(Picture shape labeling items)
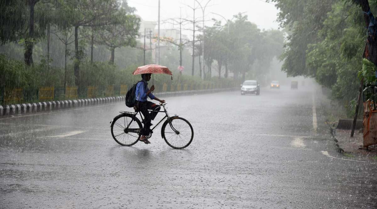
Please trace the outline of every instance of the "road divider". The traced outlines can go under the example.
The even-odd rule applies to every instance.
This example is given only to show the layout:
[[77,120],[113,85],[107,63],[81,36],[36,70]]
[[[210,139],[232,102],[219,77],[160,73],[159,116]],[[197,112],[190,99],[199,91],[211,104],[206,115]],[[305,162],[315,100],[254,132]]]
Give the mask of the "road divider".
[[[153,94],[158,97],[164,98],[168,97],[210,94],[238,89],[238,88],[232,88],[160,92],[154,93]],[[32,103],[11,104],[5,106],[0,105],[0,117],[120,102],[124,101],[125,97],[125,95],[94,98],[43,101]]]

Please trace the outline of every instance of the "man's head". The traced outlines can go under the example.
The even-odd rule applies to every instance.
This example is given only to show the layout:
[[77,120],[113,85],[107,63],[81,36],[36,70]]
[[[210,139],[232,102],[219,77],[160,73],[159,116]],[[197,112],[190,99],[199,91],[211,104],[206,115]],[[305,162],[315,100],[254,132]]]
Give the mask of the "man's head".
[[150,73],[141,74],[141,78],[144,80],[149,81],[150,80]]

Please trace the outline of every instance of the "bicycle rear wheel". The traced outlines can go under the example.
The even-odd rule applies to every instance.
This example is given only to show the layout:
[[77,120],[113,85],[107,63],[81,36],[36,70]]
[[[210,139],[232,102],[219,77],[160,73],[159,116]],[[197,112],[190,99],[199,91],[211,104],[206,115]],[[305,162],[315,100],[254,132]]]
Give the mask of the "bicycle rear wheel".
[[142,127],[134,115],[121,114],[115,117],[111,123],[111,135],[119,144],[132,146],[140,139]]
[[180,117],[173,117],[170,120],[172,126],[175,130],[167,120],[161,128],[162,138],[168,145],[175,149],[187,147],[194,138],[194,130],[191,124],[187,120]]

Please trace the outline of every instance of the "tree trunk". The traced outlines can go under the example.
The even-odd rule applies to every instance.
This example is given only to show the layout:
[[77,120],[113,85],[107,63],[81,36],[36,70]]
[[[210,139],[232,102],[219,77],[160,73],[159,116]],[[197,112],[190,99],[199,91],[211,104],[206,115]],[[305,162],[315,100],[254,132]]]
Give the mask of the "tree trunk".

**AIM**. Repeat the lines above exactly, and keep every picture out.

**THE RESULT**.
Please trace the outline of every instance of the "road divider". The traced outlines can go under the example.
The even-odd rule applies to every instance.
This example is given only to show the layout:
[[77,120],[113,85],[107,63],[81,36],[36,70]]
[[[210,139],[232,102],[219,77],[160,73],[159,116]],[[197,112],[190,99],[199,91],[211,104],[206,115]],[[305,162],[315,100],[254,132]]]
Give the mask of the "road divider".
[[[153,94],[158,97],[164,98],[168,97],[210,94],[238,89],[238,88],[232,88],[160,92],[154,93]],[[32,103],[11,104],[5,106],[0,105],[0,117],[120,102],[124,101],[125,97],[125,95],[94,98],[43,101]]]

Please trace the outline of every instance of the "man's head". The traced outlines can go under the example.
The even-odd rule applies to every instance.
This example is given only to show the layout:
[[77,120],[113,85],[107,63],[81,36],[36,70]]
[[[210,139],[232,102],[219,77],[160,73],[159,116]],[[197,112],[190,99],[199,91],[211,104],[206,115]],[[305,162],[315,100],[254,132]]]
Give the mask of the "man's head".
[[150,73],[141,74],[141,78],[144,80],[149,81],[150,80]]

Please trace the outline of every instance of the "bicycle rear wheel". The traced outlines can go under the example.
The even-odd rule applies to every instance.
This example is given only to show the layout:
[[77,120],[113,85],[107,63],[81,36],[36,70]]
[[[210,139],[232,102],[219,77],[160,73],[159,116]],[[197,112],[190,99],[199,91],[211,104],[206,115]],[[305,162],[315,100],[254,132]]]
Give the mask of the "bicycle rear wheel".
[[142,127],[134,115],[121,114],[115,117],[111,123],[111,135],[119,144],[132,146],[140,139]]
[[180,117],[173,117],[170,120],[172,126],[175,130],[167,120],[161,128],[162,138],[168,145],[175,149],[187,147],[194,138],[194,130],[191,124],[187,120]]

Please trace the outline of every instance of the "tree trunk". The traced outlines can go under the example.
The even-odd rule applies to every instance.
This example is given only to show the layout:
[[77,120],[113,85],[107,63],[81,36],[36,70]]
[[[210,139],[232,102],[219,77],[160,73],[159,116]],[[197,112],[190,99],[199,91],[211,104],[206,115]],[[305,162],[315,100],[254,132]]]
Give the mask of the "tree trunk".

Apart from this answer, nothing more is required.